Items
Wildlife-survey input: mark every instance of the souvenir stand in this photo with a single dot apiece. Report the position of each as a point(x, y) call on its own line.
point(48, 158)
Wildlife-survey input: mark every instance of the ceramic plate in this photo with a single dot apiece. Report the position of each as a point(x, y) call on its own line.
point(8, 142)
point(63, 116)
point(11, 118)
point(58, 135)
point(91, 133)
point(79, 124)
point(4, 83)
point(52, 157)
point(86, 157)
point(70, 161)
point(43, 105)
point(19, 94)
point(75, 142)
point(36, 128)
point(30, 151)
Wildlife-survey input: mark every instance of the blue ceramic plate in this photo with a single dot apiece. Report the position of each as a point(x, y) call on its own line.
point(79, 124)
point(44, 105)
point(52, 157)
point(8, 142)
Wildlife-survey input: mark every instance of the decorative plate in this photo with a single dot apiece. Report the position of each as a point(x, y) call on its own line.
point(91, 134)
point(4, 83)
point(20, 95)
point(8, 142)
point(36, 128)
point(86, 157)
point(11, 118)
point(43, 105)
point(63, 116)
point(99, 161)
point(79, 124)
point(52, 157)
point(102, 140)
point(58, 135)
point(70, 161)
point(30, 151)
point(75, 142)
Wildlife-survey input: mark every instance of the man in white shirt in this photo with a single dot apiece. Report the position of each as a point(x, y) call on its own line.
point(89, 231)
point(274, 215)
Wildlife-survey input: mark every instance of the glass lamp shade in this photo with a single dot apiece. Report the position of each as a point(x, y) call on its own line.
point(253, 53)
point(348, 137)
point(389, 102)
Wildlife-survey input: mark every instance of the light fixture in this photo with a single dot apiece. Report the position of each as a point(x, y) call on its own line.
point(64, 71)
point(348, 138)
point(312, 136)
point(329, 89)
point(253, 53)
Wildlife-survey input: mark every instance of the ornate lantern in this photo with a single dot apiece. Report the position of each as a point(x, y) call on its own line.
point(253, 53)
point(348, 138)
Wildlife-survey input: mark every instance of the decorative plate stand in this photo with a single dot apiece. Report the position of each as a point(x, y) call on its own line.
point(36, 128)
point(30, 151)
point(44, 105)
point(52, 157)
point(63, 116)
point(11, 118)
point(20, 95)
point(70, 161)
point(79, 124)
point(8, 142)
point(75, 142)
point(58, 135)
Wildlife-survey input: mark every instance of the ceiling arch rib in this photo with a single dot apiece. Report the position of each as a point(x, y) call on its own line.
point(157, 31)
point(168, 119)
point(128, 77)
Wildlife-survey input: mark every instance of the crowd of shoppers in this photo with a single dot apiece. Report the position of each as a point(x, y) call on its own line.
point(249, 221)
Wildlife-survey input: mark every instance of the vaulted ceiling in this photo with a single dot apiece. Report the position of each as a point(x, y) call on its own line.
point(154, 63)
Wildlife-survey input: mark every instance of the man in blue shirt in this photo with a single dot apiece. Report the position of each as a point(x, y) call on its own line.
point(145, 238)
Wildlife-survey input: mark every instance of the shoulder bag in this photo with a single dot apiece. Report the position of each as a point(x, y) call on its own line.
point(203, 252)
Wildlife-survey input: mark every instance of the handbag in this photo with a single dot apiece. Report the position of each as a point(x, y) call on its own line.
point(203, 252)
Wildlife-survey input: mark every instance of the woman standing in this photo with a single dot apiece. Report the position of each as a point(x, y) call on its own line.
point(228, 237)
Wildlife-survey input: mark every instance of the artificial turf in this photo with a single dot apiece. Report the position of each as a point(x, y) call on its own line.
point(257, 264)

Work required
Repeat all of the material above line for line, changing nothing.

Complete output
Wildlife-survey input: mark every instance of the souvenir stand in this photo with a single dot apiece. Report the position of each as a point(x, y) call on its own line.
point(48, 158)
Wildlife-survey input: mark every instance of the ceramic plate in this photo with a single dot apiece. Report the position of each as a point(x, y) call on its own line.
point(8, 142)
point(63, 116)
point(11, 118)
point(58, 135)
point(91, 133)
point(79, 124)
point(4, 83)
point(52, 157)
point(86, 157)
point(70, 161)
point(43, 105)
point(19, 94)
point(75, 142)
point(36, 128)
point(30, 151)
Wildlife-survey input: mark every instance of the blue ceramic plate in this photo with a single dot apiece. Report the position of each as a point(x, y) call on its own line.
point(79, 124)
point(44, 105)
point(52, 157)
point(8, 142)
Wildlife-survey input: mark every instance of the decorative plate in this photo with a single dot apiece. Report the position of each as a point(x, y) call on its own line.
point(91, 134)
point(4, 83)
point(20, 95)
point(8, 142)
point(36, 128)
point(86, 157)
point(11, 118)
point(43, 105)
point(63, 116)
point(99, 161)
point(79, 124)
point(52, 157)
point(102, 140)
point(58, 135)
point(70, 161)
point(30, 151)
point(75, 142)
Wildlife-survey input: mark every instance of the man in white shirt in this photo with a single dot apiece. Report the position of each as a point(x, y) call on its own line.
point(89, 231)
point(274, 215)
Wildlife-survey input: mark every instance of the glass lamp shade in this photo with a single dot apiece. Report the position of each as a point(x, y) call on its own line.
point(253, 53)
point(348, 137)
point(389, 102)
Wildlife-survey input: mark every instance of the light fixture in this photo with a single dot apiece. Report the position of each as a point(x, y) call on its own line.
point(64, 71)
point(348, 138)
point(312, 136)
point(329, 89)
point(253, 53)
Wildlife-survey input: mark every instance of the ornate lantern in this photo with a single dot apiece. Report the position of each as a point(x, y) call on its own line.
point(253, 53)
point(348, 138)
Wildlife-survey input: mark every instance of the decorative plate stand in this photo with a single dot apiece. Report the position of each as a point(x, y) call on its own line.
point(36, 128)
point(30, 151)
point(44, 105)
point(52, 157)
point(63, 116)
point(11, 118)
point(20, 95)
point(70, 161)
point(79, 124)
point(8, 142)
point(75, 142)
point(58, 135)
Wildlife-survey input: mark every instance of the ceiling arch rib in this photo with a single dot apiece. Report the position of each as a point(x, y) call on its own line.
point(157, 31)
point(168, 119)
point(128, 77)
Wildlife-survey input: mark every instance of the crowd of shoppers in this photo with a single dot apiece. Report the position of each as a point(x, y) call on its own line.
point(249, 221)
Wildlife-survey input: mark every instance of the vaulted ceiling in this photo with a single dot apiece. Report the position of each as a point(x, y) call on its own line.
point(154, 63)
Wildlife-survey input: mark every instance of the man in blue shirt in this photo with a single dot apiece. Report the position of each as a point(x, y) call on its own line.
point(145, 238)
Wildlife-survey input: mark every instance of the shoulder bag in this photo with a single dot apiece. Report the position of each as a point(x, y) call on its own line.
point(203, 252)
Wildlife-survey input: mark every instance of the handbag in this photo with a single dot apiece. Report the position of each as a point(x, y) call on its own line.
point(203, 252)
Wildlife-survey input: mark every instance of the woman standing in this photo with a single dot apiece. Report the position of each as a point(x, y) call on its own line.
point(228, 237)
Wildlife-survey input: mark every instance of the artificial turf in this photo with a single dot apiece. Report the position of each as a point(x, y) call on its own line.
point(257, 264)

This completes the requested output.